◆ Exercise: Each line of the material should be retyped without alteration.

=== Section Start ===

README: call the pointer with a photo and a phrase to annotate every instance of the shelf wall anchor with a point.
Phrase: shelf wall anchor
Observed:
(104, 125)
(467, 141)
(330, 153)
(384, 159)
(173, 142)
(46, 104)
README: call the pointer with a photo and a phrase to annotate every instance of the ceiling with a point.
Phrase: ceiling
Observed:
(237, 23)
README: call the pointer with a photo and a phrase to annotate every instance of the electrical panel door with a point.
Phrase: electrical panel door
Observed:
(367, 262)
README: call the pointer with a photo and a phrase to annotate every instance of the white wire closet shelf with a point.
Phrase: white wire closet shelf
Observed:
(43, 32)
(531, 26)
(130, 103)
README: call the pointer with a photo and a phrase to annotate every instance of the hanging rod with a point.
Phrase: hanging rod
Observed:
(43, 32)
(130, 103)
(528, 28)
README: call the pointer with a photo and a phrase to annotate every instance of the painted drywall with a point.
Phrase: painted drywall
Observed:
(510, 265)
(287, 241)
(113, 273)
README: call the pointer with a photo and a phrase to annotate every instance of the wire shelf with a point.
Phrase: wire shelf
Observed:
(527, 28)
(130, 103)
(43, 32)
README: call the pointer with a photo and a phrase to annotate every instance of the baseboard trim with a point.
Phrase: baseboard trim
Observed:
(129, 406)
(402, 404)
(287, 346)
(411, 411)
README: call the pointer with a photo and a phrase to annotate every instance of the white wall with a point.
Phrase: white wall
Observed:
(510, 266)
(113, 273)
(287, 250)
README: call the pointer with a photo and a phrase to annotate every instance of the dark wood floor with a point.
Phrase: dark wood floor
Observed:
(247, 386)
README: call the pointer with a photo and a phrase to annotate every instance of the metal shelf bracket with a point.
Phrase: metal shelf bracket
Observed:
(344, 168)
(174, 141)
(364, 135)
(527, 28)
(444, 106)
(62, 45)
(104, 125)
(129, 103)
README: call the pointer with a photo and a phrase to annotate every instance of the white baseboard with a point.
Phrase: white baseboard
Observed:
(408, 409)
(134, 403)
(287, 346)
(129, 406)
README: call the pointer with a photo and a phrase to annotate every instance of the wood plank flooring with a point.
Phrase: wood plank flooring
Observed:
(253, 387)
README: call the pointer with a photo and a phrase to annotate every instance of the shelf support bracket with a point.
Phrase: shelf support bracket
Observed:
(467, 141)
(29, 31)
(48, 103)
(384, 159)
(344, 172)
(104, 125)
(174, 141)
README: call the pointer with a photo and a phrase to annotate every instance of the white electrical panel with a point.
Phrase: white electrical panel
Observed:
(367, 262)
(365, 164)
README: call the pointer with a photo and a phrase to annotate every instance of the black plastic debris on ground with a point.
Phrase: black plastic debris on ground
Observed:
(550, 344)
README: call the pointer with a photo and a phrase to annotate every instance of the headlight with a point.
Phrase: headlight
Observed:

=== Section End ===

◆ Reply:
README: call the pointer with a photo and a phrase to annotate every instance of the shelf wall anchor with a point.
Phrase: shelf wall anchor
Observed:
(104, 125)
(467, 141)
(330, 153)
(384, 159)
(173, 142)
(46, 104)
README: call the pointer with a photo and a phrase to annotate every instance of the ceiling with a point.
Phrase: ceiling
Observed:
(237, 23)
README: call the pointer with a photo and a phrase to annotate every instance of the electrical panel door with a point.
Phrase: electrical panel door
Observed:
(367, 262)
README: call the pointer with a photo and a phrase to annotate every instance of the white wire closet shelf with a point.
Phrase: white wire closet shelf
Observed:
(43, 32)
(531, 26)
(130, 103)
README: call the pointer with a photo and a phrase to annotate every instance of the hanging rod with a point.
Phrase: hanging rod
Observed:
(43, 32)
(130, 103)
(528, 28)
README: call the pointer with a photo and a phrase to annotate every instance of the painted drywall with a point.
Phrase: painted drywall
Observed:
(510, 265)
(287, 241)
(113, 273)
README: call the pointer with a photo and a phrase to annotate every instance of the wire shelf with a point.
Phrase: wire shelf
Observed:
(527, 28)
(130, 103)
(43, 32)
README: call the pointer with a photo and a phrase to annotate every instance of the baseboard trim with a point.
Phrase: baseboard trim
Observed:
(129, 406)
(402, 404)
(287, 346)
(411, 411)
README: call the pointer with a photo and a phrase to annotate every instance of the white wall with a point.
Phrase: white wall
Observed:
(510, 266)
(113, 273)
(287, 250)
README: call the pointer with a photo and a phrase to annotate every instance of the dark wood floor with a point.
Phrase: dark wood floor
Observed:
(247, 386)
README: call the pointer with a photo and a phrase to annotate every instance of the metal shelf bracket with a point.
Phrase: metal shelf bracket
Observed:
(344, 168)
(174, 141)
(364, 135)
(527, 28)
(444, 106)
(62, 45)
(104, 125)
(129, 103)
README: call the pointer with a photo and a phrase to annotate every instance of the white baseboard with a point.
Phrase: white baseboard
Observed:
(408, 409)
(134, 403)
(287, 346)
(129, 406)
README: call the pointer with a photo and a phrase to annotate every instance of the wood plank flooring with a point.
Phrase: wood plank flooring
Observed:
(253, 387)
README: call the pointer with a photo and a phrase to annotate every instance of the shelf support bracket with a point.
Phrase: shelf support bracket
Observed:
(467, 141)
(29, 31)
(48, 103)
(384, 159)
(344, 172)
(104, 125)
(174, 141)
README: call the pointer with a photo and a phrase to annotate every instance of the white electrical panel with a point.
Phrase: white electrical panel
Observed:
(367, 262)
(365, 164)
README: call the pointer with a photo and a phrase to annotate every instance of the black plastic debris on ground with a point.
Phrase: black plastic debris on ground
Observed:
(550, 344)
README: call the pointer with a photo and a phrase to annotate every instance of the headlight with a point.
Phrase: headlight
Observed:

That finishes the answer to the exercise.